■ **Text**

━━━

Erneut hat es in der Region bei
einem Abfallentsorgungsbetrieb gebrannt. Erst vor wenigen Wochen standen in
Bünde Berge von Papier- und Kunststoffmüll in Flammen, jetzt wiederholte sich das unheimliche Schauspiel
im Nachbarkreis Minden-Lübbecke. Auf dem
Gelände des Recyclingunternehmens Tönsmeier in Porta Westfalica waren am
Freitagmorgen (1.07.2011) hunderte Ballen aus gepressten Kunststoffabfällen in
Brand geraten. Eine gigantische, pechschwarze Rauchsäule zog über die Region
hinweg. Landrat Dr. Ralf Niermann rief darauf hin die Großschadenslage aus.
Zeitweise waren bis zu 480 Feuerwehrleute im Einsatz. Unterstützung kam dabei aus dem Kreis
Herford. „Wir konnten unsere in Bünde gesammelten Erfahrungen einbringen“,
sagte Kreisbrandmeister Wolfgang Hackländer.
Um 9:25 Uhr wird der
Kreisleitstelle - sie ist im Gebäude der Feuer- und Rettungswache Minden
untergebracht - das Feuer in Porta Westfalica (rd. 36.000 Einwohner) gemeldet.
Die automatische Brandmeldeanlage des Entsorgungs- und Verwertungsspezialisten
Tönsmeier hat ausgelöst. Das Unternehmen liegt im Ortsteil Lerbeck, in
unmittelbarer Nähe der Bundesstraße 482 und der Hauptbahnstrecke Dortmund - Hannover.

━━━

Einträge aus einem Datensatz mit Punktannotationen
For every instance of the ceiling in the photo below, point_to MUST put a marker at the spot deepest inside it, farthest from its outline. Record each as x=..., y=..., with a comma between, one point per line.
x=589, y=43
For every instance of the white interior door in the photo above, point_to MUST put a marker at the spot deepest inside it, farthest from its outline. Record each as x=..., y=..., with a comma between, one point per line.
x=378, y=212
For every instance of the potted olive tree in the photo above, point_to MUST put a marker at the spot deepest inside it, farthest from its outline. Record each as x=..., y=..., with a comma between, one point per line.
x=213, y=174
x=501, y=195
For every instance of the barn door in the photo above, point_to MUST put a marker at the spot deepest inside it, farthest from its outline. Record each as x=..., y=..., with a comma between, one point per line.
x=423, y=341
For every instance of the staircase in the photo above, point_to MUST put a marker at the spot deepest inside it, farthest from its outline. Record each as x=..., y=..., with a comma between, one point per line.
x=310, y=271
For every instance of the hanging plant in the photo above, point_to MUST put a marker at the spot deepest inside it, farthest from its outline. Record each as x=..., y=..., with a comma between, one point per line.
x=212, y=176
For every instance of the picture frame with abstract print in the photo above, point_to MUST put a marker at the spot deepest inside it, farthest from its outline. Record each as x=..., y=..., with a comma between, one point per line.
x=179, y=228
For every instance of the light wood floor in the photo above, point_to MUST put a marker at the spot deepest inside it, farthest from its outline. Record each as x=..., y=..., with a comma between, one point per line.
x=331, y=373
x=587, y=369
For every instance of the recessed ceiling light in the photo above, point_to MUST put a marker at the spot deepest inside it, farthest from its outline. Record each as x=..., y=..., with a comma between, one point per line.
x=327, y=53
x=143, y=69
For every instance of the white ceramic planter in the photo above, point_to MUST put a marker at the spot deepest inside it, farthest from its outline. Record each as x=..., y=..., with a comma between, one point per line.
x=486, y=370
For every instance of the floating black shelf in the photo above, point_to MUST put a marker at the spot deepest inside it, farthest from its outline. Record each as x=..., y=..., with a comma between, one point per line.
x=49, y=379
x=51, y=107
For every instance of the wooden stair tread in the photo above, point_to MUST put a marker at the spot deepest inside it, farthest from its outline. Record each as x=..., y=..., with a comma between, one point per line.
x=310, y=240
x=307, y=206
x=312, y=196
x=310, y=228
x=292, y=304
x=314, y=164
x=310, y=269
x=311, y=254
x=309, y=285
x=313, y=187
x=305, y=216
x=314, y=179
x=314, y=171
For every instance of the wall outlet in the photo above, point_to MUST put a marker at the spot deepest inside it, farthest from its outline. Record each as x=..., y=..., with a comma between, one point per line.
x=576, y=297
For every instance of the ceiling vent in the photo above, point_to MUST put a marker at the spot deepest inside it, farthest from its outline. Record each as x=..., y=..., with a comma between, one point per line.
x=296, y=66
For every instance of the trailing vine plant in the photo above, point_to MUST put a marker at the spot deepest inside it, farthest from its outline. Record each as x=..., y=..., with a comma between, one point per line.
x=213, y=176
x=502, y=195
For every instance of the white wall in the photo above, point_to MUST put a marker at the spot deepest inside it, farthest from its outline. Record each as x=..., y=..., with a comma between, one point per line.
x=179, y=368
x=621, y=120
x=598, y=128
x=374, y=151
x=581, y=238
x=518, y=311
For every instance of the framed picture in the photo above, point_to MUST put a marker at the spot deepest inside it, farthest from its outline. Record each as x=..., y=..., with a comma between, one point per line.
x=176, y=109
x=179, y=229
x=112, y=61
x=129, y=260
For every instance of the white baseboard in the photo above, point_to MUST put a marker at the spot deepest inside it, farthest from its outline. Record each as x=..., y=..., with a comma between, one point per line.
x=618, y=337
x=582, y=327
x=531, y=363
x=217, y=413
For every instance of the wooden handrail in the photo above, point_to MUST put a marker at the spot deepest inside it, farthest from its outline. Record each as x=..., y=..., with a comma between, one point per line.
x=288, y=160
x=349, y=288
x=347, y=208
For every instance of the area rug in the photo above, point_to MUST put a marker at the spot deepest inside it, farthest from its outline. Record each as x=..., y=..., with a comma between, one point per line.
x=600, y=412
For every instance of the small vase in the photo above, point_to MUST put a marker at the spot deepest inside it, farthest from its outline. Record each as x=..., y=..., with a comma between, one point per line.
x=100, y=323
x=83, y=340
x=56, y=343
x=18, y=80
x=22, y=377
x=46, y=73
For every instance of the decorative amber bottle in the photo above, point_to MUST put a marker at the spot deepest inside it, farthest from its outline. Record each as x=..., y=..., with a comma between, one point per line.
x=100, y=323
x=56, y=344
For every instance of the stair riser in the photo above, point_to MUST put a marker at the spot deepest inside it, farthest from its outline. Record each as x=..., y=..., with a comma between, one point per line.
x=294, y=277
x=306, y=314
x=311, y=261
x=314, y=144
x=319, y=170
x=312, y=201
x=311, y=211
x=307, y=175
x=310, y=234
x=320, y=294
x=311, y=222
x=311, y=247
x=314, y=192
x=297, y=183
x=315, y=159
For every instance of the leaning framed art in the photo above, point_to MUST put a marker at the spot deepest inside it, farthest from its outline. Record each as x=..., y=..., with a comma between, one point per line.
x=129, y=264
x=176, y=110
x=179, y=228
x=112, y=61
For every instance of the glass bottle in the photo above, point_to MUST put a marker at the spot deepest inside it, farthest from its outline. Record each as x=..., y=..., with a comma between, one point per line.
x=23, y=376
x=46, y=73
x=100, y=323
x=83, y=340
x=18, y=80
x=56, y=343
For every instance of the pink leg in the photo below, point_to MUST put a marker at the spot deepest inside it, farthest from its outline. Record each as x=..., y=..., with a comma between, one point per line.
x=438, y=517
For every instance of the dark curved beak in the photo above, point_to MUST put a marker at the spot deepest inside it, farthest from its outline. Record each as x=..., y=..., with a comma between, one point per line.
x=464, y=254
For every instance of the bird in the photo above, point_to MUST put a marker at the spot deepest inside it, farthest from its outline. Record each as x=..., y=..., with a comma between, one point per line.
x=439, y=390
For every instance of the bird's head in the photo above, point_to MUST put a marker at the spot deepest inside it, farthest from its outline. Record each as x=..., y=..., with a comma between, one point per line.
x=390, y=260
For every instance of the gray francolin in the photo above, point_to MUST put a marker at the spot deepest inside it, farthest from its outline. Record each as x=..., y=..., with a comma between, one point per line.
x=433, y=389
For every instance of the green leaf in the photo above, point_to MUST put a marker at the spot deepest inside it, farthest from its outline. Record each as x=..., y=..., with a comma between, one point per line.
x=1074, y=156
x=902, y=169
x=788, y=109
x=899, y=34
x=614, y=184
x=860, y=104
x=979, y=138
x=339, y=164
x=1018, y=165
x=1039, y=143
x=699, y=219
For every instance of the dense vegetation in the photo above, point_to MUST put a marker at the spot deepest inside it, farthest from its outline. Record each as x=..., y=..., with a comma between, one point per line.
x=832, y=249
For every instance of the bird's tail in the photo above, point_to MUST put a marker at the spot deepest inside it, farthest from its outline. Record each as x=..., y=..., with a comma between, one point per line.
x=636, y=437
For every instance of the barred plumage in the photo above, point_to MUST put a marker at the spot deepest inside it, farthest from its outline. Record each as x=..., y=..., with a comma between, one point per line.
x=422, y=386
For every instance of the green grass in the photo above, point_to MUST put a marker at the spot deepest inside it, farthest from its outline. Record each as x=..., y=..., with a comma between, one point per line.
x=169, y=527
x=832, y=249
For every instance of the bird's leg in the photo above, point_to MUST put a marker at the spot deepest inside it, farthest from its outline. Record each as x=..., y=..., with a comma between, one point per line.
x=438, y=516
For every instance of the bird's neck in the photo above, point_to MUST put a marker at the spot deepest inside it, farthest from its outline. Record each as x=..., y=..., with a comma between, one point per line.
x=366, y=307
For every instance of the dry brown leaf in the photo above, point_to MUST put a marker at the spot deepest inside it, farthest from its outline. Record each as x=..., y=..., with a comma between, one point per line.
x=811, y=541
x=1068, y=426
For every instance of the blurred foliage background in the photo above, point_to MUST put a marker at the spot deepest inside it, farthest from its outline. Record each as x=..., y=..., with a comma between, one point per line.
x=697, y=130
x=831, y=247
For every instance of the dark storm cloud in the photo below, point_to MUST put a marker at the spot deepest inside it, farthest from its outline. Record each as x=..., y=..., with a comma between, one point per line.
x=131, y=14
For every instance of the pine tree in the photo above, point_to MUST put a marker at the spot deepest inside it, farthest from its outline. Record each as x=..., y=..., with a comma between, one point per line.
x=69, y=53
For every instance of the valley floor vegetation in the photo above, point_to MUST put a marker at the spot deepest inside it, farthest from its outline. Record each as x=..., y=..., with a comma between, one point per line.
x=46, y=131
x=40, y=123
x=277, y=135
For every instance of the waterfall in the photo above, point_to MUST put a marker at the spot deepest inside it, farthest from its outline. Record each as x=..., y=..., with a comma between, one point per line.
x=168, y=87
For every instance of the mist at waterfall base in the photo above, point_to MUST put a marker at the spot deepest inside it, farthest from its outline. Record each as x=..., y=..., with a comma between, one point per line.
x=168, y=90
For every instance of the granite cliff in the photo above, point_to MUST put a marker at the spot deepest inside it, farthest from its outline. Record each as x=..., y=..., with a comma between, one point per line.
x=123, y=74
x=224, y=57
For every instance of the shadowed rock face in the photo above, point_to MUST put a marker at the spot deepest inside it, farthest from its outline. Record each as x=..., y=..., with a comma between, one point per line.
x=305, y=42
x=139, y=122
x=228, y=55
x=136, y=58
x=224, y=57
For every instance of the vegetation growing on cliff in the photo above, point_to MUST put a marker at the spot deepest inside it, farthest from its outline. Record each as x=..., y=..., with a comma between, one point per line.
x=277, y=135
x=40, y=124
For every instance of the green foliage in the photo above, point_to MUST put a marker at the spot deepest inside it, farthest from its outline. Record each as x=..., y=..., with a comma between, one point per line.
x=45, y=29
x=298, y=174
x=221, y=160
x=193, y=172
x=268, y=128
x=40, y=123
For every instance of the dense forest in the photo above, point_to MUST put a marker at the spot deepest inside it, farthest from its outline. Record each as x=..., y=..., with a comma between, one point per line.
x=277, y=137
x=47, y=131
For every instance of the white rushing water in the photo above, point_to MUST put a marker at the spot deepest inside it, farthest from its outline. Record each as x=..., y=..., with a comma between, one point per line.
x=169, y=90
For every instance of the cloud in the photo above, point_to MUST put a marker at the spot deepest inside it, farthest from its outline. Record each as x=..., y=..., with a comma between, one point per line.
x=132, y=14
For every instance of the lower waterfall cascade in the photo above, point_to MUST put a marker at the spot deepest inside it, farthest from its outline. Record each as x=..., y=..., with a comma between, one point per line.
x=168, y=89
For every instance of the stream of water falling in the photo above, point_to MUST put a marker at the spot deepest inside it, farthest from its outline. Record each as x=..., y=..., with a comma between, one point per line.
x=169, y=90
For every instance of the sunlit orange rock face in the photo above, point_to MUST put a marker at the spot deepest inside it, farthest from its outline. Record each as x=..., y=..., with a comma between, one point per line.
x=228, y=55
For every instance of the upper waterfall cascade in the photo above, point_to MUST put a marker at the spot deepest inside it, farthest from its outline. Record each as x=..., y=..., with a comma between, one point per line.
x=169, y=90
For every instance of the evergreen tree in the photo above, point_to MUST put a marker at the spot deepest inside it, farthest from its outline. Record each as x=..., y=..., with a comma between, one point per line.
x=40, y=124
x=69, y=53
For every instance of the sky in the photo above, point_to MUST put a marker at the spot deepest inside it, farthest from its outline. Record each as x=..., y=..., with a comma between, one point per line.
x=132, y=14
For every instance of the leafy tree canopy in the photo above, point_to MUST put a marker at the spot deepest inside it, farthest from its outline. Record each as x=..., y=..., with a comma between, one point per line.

━━━

■ **Aufgabenstellung**
Beantworte anhand des Textes folgende Fragen:
(a) An welchem Tag gerieten die Kunststoffballen bei Tönsmeier in Brand?
(b) Wie viele Feuerwehrleute waren zeitweise höchstens im Einsatz?
(c) In welchem Ortsteil von Porta Westfalica liegt das Unternehmen?

■ **Lösung**
(a) Am Freitagmorgen, dem 1.07.2011.
(b) Bis zu 480.
(c) In Lerbeck.